*Material shown*:
= = = = =

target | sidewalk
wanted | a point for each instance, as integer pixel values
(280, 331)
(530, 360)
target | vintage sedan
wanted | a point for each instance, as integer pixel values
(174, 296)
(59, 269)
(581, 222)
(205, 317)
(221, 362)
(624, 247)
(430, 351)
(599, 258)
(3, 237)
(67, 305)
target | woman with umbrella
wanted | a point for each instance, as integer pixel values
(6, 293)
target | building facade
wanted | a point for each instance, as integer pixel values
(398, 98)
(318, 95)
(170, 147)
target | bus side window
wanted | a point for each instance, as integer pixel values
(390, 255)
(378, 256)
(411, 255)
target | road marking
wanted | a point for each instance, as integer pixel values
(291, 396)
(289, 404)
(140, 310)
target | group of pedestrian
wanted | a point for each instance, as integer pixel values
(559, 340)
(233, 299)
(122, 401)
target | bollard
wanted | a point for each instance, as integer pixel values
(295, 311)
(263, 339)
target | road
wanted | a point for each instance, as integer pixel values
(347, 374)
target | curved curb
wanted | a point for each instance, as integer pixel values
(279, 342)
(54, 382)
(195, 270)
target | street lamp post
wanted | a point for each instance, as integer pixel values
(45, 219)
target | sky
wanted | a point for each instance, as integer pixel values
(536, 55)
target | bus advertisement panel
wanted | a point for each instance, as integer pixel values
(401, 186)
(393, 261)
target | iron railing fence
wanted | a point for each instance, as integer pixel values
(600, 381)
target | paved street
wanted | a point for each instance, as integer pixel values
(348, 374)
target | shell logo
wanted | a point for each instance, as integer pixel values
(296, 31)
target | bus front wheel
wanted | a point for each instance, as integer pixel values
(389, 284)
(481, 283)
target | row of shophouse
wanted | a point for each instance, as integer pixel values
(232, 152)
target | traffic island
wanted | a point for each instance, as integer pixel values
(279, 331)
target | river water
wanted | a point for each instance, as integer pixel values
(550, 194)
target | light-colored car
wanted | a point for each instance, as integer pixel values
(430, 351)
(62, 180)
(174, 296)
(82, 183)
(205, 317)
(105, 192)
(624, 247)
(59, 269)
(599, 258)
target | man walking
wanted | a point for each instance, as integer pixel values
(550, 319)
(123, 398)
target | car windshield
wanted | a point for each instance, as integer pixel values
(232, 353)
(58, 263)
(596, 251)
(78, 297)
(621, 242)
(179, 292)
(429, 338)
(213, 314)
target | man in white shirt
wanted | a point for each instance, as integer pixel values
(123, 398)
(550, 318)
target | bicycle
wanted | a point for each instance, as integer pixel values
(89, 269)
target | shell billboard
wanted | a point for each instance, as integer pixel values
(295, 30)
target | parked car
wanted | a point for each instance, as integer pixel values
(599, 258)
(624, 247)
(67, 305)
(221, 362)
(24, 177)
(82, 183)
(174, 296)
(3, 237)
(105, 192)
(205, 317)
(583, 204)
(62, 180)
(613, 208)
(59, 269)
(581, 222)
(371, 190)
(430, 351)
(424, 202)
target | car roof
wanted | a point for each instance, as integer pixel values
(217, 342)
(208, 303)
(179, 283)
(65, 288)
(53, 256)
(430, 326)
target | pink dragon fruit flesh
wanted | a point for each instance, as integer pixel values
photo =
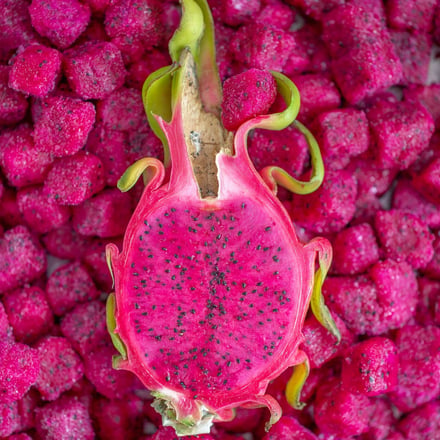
(212, 285)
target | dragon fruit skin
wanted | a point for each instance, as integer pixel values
(212, 284)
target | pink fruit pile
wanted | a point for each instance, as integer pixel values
(72, 121)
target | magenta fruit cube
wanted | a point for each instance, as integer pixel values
(35, 70)
(247, 95)
(68, 286)
(60, 367)
(94, 69)
(22, 259)
(74, 179)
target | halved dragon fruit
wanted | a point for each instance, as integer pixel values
(212, 285)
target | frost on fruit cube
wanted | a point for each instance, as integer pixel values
(10, 418)
(63, 125)
(35, 70)
(15, 26)
(104, 215)
(419, 372)
(112, 147)
(122, 110)
(276, 13)
(238, 12)
(340, 413)
(74, 179)
(287, 149)
(40, 212)
(247, 95)
(289, 427)
(94, 69)
(414, 52)
(404, 237)
(67, 418)
(118, 419)
(423, 423)
(331, 207)
(60, 367)
(263, 47)
(61, 21)
(370, 367)
(20, 367)
(23, 163)
(109, 382)
(400, 132)
(68, 286)
(364, 61)
(320, 345)
(407, 14)
(28, 312)
(65, 243)
(382, 300)
(85, 326)
(427, 182)
(355, 249)
(428, 96)
(407, 198)
(341, 134)
(135, 22)
(318, 94)
(14, 104)
(22, 258)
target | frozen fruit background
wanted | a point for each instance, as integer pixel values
(72, 120)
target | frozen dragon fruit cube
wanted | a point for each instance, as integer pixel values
(262, 47)
(370, 367)
(94, 69)
(22, 258)
(407, 198)
(109, 382)
(67, 418)
(289, 427)
(331, 207)
(122, 110)
(74, 179)
(39, 211)
(414, 52)
(400, 132)
(105, 215)
(238, 12)
(14, 104)
(60, 367)
(341, 134)
(35, 70)
(318, 94)
(20, 367)
(247, 95)
(65, 243)
(61, 21)
(28, 312)
(404, 237)
(415, 16)
(421, 424)
(134, 22)
(340, 413)
(363, 57)
(63, 125)
(23, 163)
(427, 182)
(355, 249)
(69, 285)
(85, 326)
(419, 356)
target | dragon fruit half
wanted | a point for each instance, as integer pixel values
(212, 285)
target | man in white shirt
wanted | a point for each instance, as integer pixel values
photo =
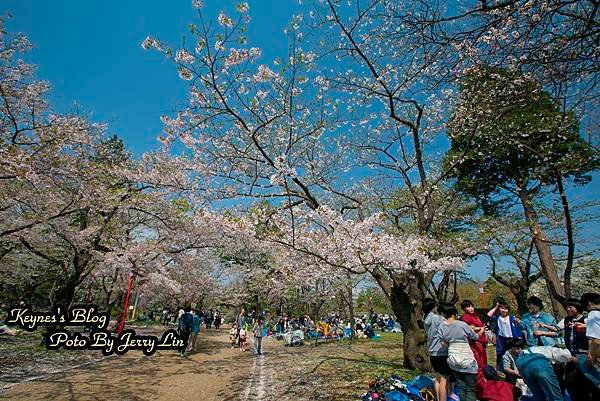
(590, 367)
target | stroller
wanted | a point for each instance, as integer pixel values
(293, 338)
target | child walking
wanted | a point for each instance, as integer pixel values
(233, 335)
(243, 337)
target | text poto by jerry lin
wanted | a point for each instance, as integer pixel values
(99, 338)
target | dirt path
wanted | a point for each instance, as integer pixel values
(215, 372)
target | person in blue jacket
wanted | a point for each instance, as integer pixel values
(506, 327)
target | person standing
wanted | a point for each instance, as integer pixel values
(590, 364)
(535, 366)
(195, 331)
(540, 327)
(477, 346)
(573, 326)
(506, 327)
(241, 321)
(243, 335)
(217, 320)
(185, 327)
(509, 360)
(257, 331)
(165, 317)
(456, 335)
(438, 354)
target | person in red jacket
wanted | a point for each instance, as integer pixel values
(491, 388)
(477, 346)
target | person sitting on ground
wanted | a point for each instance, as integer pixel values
(509, 360)
(491, 388)
(540, 327)
(390, 324)
(535, 366)
(369, 332)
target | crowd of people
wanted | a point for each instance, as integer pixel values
(538, 356)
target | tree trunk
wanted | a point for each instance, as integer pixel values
(521, 297)
(557, 292)
(407, 304)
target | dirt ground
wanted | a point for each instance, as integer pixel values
(330, 371)
(212, 373)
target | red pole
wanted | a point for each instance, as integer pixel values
(126, 304)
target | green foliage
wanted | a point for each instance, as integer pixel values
(511, 134)
(374, 298)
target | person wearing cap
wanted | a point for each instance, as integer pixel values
(540, 327)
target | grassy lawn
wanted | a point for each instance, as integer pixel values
(339, 370)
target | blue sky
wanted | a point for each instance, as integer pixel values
(90, 53)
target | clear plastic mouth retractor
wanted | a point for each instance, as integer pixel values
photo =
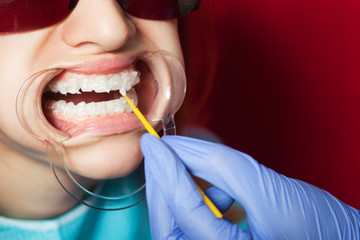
(170, 86)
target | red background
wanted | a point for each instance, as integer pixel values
(287, 88)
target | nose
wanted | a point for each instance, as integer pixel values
(98, 25)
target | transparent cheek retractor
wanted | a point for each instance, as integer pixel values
(168, 85)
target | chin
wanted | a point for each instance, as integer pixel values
(104, 157)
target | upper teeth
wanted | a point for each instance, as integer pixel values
(123, 82)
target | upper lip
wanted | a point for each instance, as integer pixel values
(101, 65)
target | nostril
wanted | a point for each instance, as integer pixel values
(73, 4)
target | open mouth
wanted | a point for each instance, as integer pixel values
(76, 103)
(60, 103)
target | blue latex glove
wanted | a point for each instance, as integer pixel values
(277, 207)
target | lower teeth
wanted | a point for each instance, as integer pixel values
(84, 110)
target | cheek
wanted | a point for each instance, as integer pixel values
(159, 35)
(108, 157)
(15, 60)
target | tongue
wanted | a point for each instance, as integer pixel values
(86, 97)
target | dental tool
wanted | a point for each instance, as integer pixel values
(152, 131)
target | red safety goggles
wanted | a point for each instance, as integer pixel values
(27, 15)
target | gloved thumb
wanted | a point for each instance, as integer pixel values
(191, 215)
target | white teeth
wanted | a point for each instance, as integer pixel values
(84, 110)
(123, 81)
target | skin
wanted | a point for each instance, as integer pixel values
(28, 188)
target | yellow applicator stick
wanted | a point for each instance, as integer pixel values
(152, 131)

= = = = =

Retype every line up to and including the one that contains "target | bus side window", beginning at the first line of the records, with no edits.

target | sidewalk
wanted | a point for each instance, as integer pixel values
(280, 331)
(530, 360)
target | vintage sedan
wanted | a point for each instance, as integer pixel values
(174, 296)
(59, 269)
(581, 222)
(205, 317)
(221, 362)
(624, 247)
(430, 351)
(599, 258)
(3, 237)
(67, 305)
target | woman with umbrella
wanted | a point for each instance, as integer pixel values
(6, 293)
target | building facade
wanted | a point for each instance, as integer pixel values
(398, 98)
(318, 95)
(170, 147)
target | bus side window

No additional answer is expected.